Format the data below as a numbered list, one line per item, leaving out blank lines and the pictures.

-- Start of TASK INPUTS --

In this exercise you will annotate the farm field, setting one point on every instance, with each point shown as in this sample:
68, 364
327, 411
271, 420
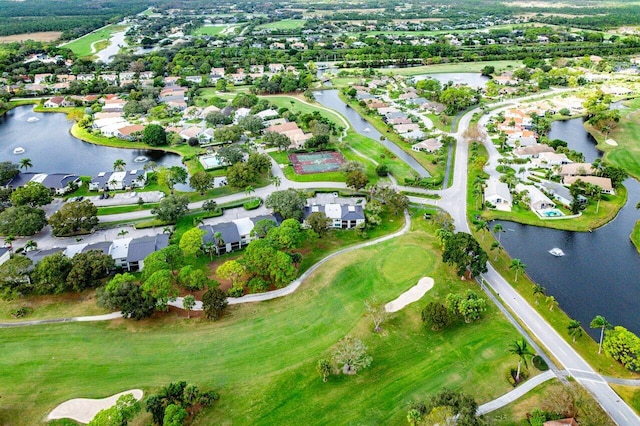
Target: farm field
262, 357
82, 45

-- End of TASK INPUTS --

• RESPONSE BELOW:
1. In this exercise you will annotate the farm field, setting one point on every instance, with each point shown as in this sample:
2. 68, 364
3. 327, 411
4. 271, 420
5. Target: farm field
6. 262, 357
7. 82, 45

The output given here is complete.